(begin)

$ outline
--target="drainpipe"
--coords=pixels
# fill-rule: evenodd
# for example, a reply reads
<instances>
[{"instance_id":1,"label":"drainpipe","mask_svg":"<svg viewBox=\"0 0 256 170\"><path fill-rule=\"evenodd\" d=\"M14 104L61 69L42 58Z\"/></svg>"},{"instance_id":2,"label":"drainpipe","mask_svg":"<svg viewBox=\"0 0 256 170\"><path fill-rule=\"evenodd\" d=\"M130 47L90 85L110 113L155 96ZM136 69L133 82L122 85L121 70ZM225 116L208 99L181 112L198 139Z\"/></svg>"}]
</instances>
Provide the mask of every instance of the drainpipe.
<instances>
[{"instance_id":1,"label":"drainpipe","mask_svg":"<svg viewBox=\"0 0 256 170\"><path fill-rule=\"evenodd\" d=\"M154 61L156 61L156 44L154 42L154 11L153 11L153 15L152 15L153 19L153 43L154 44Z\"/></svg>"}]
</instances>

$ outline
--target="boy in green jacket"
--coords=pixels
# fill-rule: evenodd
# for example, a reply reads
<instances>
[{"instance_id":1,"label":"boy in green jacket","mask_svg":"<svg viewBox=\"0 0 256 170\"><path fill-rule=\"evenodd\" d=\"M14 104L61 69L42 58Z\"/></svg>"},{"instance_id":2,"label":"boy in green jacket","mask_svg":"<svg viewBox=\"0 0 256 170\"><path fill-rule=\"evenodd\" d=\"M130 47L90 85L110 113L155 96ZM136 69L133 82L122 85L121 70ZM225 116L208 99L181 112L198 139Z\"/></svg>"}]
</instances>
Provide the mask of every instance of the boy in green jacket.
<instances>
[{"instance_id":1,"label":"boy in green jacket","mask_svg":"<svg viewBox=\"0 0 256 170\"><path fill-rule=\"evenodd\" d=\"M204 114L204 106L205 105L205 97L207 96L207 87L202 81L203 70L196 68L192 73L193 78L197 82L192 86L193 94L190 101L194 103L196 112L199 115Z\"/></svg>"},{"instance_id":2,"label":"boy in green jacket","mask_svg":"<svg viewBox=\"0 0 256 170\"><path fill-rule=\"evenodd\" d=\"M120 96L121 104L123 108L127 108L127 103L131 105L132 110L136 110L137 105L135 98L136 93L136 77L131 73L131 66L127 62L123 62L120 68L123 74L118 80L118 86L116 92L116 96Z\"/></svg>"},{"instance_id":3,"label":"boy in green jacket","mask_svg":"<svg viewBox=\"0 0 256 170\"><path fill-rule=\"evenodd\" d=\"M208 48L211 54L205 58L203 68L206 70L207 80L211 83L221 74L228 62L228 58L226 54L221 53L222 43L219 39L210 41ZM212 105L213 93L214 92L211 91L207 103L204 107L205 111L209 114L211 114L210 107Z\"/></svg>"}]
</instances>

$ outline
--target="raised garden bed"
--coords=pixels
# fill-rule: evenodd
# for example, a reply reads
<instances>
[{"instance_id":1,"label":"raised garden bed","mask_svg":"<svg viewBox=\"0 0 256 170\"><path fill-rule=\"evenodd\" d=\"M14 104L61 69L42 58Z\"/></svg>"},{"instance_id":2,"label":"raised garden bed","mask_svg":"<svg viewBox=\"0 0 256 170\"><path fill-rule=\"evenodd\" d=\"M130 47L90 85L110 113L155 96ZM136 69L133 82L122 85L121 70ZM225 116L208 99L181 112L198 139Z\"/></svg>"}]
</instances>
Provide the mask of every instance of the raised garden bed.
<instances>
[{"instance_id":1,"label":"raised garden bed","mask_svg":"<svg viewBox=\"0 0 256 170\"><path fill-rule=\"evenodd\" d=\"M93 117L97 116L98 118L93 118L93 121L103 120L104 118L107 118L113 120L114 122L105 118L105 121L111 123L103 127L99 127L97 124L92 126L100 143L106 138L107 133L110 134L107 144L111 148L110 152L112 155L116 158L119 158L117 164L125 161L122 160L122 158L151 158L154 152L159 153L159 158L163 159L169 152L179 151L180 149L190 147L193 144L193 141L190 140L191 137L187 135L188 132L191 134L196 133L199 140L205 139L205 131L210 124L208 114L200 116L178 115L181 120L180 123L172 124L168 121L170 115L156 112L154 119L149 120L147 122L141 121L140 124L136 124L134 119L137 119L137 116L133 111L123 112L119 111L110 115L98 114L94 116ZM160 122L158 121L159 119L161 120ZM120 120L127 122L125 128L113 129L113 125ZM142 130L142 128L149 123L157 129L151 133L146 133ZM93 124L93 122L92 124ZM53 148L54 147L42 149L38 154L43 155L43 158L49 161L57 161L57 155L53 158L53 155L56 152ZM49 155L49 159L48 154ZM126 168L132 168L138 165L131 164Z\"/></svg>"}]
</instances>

(end)

• **Exercise aim**: Using the data above, print every record exactly as shown.

• **Complete response**:
$ outline
--target="drainpipe"
--coords=pixels
# fill-rule: evenodd
# for example, a reply reads
<instances>
[{"instance_id":1,"label":"drainpipe","mask_svg":"<svg viewBox=\"0 0 256 170\"><path fill-rule=\"evenodd\" d=\"M14 104L61 69L42 58Z\"/></svg>"},{"instance_id":2,"label":"drainpipe","mask_svg":"<svg viewBox=\"0 0 256 170\"><path fill-rule=\"evenodd\" d=\"M130 47L90 85L110 113L155 96ZM136 69L133 82L122 85L121 70ZM225 116L208 99L181 112L198 139Z\"/></svg>"}]
</instances>
Provide the mask of every instance of the drainpipe.
<instances>
[{"instance_id":1,"label":"drainpipe","mask_svg":"<svg viewBox=\"0 0 256 170\"><path fill-rule=\"evenodd\" d=\"M154 61L156 61L156 44L154 42L154 11L153 11L153 15L152 15L153 19L153 43L154 44Z\"/></svg>"}]
</instances>

$ outline
--target="boy in green jacket"
--coords=pixels
# fill-rule: evenodd
# for example, a reply reads
<instances>
[{"instance_id":1,"label":"boy in green jacket","mask_svg":"<svg viewBox=\"0 0 256 170\"><path fill-rule=\"evenodd\" d=\"M14 104L61 69L42 58Z\"/></svg>"},{"instance_id":2,"label":"boy in green jacket","mask_svg":"<svg viewBox=\"0 0 256 170\"><path fill-rule=\"evenodd\" d=\"M130 47L90 85L110 113L155 96ZM136 69L133 82L122 85L121 70ZM225 116L208 99L181 112L198 139Z\"/></svg>"}]
</instances>
Provide the mask of every instance of the boy in green jacket.
<instances>
[{"instance_id":1,"label":"boy in green jacket","mask_svg":"<svg viewBox=\"0 0 256 170\"><path fill-rule=\"evenodd\" d=\"M204 114L204 106L205 105L205 97L207 96L207 87L202 81L203 70L196 68L192 73L193 78L197 82L192 86L193 94L190 101L194 103L196 112L199 115Z\"/></svg>"},{"instance_id":2,"label":"boy in green jacket","mask_svg":"<svg viewBox=\"0 0 256 170\"><path fill-rule=\"evenodd\" d=\"M120 96L121 104L123 108L127 108L127 103L131 105L132 110L136 110L137 105L135 98L136 93L136 77L131 73L131 66L127 62L123 62L120 68L123 74L118 80L118 86L116 92L116 96Z\"/></svg>"},{"instance_id":3,"label":"boy in green jacket","mask_svg":"<svg viewBox=\"0 0 256 170\"><path fill-rule=\"evenodd\" d=\"M208 48L211 54L205 58L203 68L206 70L207 80L211 83L221 74L228 62L228 58L226 54L221 53L222 43L219 39L210 41ZM212 105L213 93L214 92L211 91L207 103L204 107L205 111L209 114L211 114L210 107Z\"/></svg>"}]
</instances>

$ outline
--target="raised garden bed"
--coords=pixels
# fill-rule: evenodd
# for example, a reply reads
<instances>
[{"instance_id":1,"label":"raised garden bed","mask_svg":"<svg viewBox=\"0 0 256 170\"><path fill-rule=\"evenodd\" d=\"M14 104L61 69L42 58Z\"/></svg>"},{"instance_id":2,"label":"raised garden bed","mask_svg":"<svg viewBox=\"0 0 256 170\"><path fill-rule=\"evenodd\" d=\"M130 47L90 85L110 113L155 96ZM136 69L133 82L122 85L121 70ZM225 116L208 99L181 112L198 139Z\"/></svg>"}]
</instances>
Provide the mask of every instance of the raised garden bed.
<instances>
[{"instance_id":1,"label":"raised garden bed","mask_svg":"<svg viewBox=\"0 0 256 170\"><path fill-rule=\"evenodd\" d=\"M93 117L97 116L98 118L93 118L93 121L103 120L104 118L107 118L113 120L114 122L105 118L105 121L111 123L103 127L99 127L97 124L92 126L100 143L106 138L107 133L110 134L107 144L111 148L110 152L112 155L116 158L119 158L117 164L125 161L122 160L122 158L151 158L154 152L159 153L159 158L163 159L169 152L179 151L180 149L190 147L193 144L193 141L190 140L191 137L187 135L188 132L191 134L196 133L199 140L205 139L205 131L210 124L208 114L200 116L178 115L181 120L180 123L172 124L168 121L170 115L156 112L154 119L149 120L147 122L141 121L140 124L136 124L134 119L137 119L137 116L133 111L123 112L119 111L110 115L98 114L94 116ZM160 122L158 121L159 119L161 120ZM120 120L127 122L125 128L113 129L113 125ZM142 130L142 128L149 123L157 129L151 133L146 133ZM93 124L93 122L92 124ZM53 148L54 147L42 149L38 154L43 155L43 158L49 161L57 161L57 155L53 158L53 155L56 152ZM49 155L49 159L48 154ZM126 168L132 168L138 165L131 164Z\"/></svg>"}]
</instances>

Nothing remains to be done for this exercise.